Problem description:
What follows is a set of records; copy all of it exactly.

The records:
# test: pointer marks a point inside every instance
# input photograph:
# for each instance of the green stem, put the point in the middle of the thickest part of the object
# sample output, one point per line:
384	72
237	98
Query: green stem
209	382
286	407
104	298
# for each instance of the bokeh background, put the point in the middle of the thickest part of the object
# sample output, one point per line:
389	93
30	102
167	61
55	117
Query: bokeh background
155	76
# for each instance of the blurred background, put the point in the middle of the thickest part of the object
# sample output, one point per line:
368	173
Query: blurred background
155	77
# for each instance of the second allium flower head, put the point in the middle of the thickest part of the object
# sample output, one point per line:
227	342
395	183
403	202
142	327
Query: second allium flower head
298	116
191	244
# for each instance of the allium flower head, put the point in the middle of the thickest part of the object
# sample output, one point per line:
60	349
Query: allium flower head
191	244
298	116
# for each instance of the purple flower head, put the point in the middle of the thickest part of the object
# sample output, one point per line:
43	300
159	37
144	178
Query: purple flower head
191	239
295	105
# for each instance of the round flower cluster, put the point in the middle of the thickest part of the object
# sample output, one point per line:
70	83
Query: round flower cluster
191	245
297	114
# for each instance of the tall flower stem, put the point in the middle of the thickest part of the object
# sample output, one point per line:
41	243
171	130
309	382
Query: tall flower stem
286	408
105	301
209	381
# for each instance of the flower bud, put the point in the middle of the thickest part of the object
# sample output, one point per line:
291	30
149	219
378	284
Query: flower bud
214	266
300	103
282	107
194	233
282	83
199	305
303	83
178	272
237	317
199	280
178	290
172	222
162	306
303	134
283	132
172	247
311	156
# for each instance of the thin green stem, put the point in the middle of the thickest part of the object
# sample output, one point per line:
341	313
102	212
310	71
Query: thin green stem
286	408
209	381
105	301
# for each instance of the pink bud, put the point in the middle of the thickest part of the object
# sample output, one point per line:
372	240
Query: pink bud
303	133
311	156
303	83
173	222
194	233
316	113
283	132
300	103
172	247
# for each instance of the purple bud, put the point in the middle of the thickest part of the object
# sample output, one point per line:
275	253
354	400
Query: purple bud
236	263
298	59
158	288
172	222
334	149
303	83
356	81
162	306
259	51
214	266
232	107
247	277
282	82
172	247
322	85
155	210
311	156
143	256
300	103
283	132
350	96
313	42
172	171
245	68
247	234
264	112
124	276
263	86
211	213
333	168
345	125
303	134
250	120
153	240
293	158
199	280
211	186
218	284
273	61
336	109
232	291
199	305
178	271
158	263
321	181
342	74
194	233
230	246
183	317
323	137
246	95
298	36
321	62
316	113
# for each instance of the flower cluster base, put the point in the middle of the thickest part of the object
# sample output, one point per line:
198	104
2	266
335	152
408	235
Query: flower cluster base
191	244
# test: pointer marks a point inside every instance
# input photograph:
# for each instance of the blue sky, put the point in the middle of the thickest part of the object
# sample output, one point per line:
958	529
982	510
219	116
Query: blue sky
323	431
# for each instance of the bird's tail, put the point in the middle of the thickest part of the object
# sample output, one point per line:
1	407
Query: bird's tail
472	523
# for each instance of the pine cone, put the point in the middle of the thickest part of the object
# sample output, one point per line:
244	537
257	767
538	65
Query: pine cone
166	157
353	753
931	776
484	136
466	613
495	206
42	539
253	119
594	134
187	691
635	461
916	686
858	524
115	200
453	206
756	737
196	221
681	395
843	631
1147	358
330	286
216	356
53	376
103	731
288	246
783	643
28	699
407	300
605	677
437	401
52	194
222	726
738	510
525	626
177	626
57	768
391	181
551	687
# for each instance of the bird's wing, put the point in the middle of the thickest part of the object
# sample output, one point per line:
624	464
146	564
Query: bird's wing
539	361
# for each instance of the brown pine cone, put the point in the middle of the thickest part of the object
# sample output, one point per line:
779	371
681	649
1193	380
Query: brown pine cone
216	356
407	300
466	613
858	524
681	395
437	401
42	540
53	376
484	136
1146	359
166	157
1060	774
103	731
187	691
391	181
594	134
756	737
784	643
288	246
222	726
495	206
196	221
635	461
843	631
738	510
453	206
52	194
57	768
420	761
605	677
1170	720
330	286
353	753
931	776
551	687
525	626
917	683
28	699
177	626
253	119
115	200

Result for this exercise:
# test: pointer marks a point inside every instance
# input photograph:
# for each instance of the green stem, put the point in the middle of the thickest part of the object
# sample output, one point per line:
384	72
237	98
Query: green stem
209	382
286	407
104	298
# for each instance of the bokeh background, put the point in the middle of the thickest part of the object
# sample output, one point per line:
389	93
30	102
167	61
55	117
Query: bokeh background
155	76
# for each instance of the blurred background, put the point in the middle of the thickest part of the object
# sample output, one point per line:
368	173
Query: blurred background
155	77
# for each instance of the second allium flower head, put the point in the middle of the thickest part of the object
# sample output, one point per line:
227	342
395	183
403	202
142	327
Query: second allium flower head
298	116
191	244
# for each instance of the allium flower head, put the point in the middle of the thickest part of the object
# sample output, one point per line:
60	349
Query: allium flower head
191	244
298	116
# for each instance of the purple flower head, put the point in the middle of the thickest part of the object
# sample output, one point per line:
43	300
159	37
144	178
Query: purple flower head
191	239
295	105
# for each instance of the round flower cluster, put the point in the middle of the thickest part of the object
# sample output, one point per line:
70	83
Query: round flower cluster
191	245
297	114
# for each instance of the tall flower stem, put the point in the middle of the thickest part of the object
# sample output, one point per line:
41	243
171	130
309	382
Query: tall flower stem
286	408
105	301
209	381
# for each instance of the flower bud, put the point in the middle of the thickest part of the object
# sample output, one point per line:
291	30
149	219
378	284
Query: flower bud
214	266
300	103
282	107
194	233
282	83
199	305
303	83
178	272
237	317
199	280
178	290
172	222
162	306
303	134
283	132
172	247
311	156
# for each instance of the thin green stem, put the point in the middle of the thickest part of the object
# sample output, one point per line:
341	313
102	212
310	71
Query: thin green stem
286	408
209	381
105	301
# for each instance of the pink bud, put the point in the middle of the thickest part of the object
# sample output, one point per line:
372	240
Query: pink bud
303	133
311	156
303	83
173	222
194	233
316	113
283	132
300	103
172	247
# for each instance of the purple bud, put the point in the middle of the thickest part of the object
# sample output, one point per line:
275	253
354	400
Query: purple bud
236	263
298	59
158	288
172	222
334	149
303	83
356	81
162	306
259	51
214	266
232	107
247	277
282	82
172	247
322	85
155	210
311	156
143	256
300	103
283	132
350	96
313	42
172	171
245	68
247	234
264	112
124	276
263	86
211	213
333	168
345	125
303	134
250	120
153	240
293	158
199	280
211	186
218	284
273	61
336	109
232	291
199	305
178	271
158	263
321	181
342	74
194	233
230	246
183	317
323	137
246	95
298	36
321	62
316	113
# for each instance of the flower cluster base, put the point in the middle of the thickest part of the object
# sample output, one point per line:
198	104
2	266
335	152
408	235
Query: flower cluster base
191	244
# test: pointer marks a point inside every instance
# input photograph:
# for each instance of the blue sky, put the point in the middle of the thickest part of the object
# sample output, one point per line:
958	529
982	510
219	116
Query: blue sky
323	431
# for each instance of the bird's tail, put the point in the middle of the thickest part of the object
# sample output, one point per line:
1	407
Query: bird's tail
472	523
# for each instance of the pine cone, put the point in the middle of the thickest part of the object
# sample output, one point per line:
244	537
257	767
538	65
Query: pine cone
166	157
353	753
931	776
484	136
466	613
495	206
42	539
253	119
594	134
187	691
635	461
916	686
858	524
115	200
453	206
756	737
196	221
681	395
843	631
1147	358
330	286
216	356
53	376
103	731
288	246
783	643
28	699
407	300
605	677
437	401
52	194
222	726
738	510
525	626
177	626
57	768
391	181
551	687
# for each instance of the bird's wing, put the point in the middle of the thickest part of the object
# sample output, one point per line:
624	464
146	564
Query: bird's wing
539	361
# for each instance of the brown pine cone, put the point in the middle of the thickest part of the object
# sample output, one point per line:
779	371
681	649
1193	380
Query: brown pine cone
216	356
407	300
466	613
858	524
681	395
437	401
42	540
53	376
484	136
1146	359
166	157
1060	774
103	731
187	691
391	181
594	134
756	737
784	643
288	246
222	726
495	206
196	221
635	461
843	631
738	510
453	206
52	194
57	768
420	761
605	677
1170	720
330	286
353	753
931	776
551	687
525	626
917	683
28	699
177	626
253	119
115	200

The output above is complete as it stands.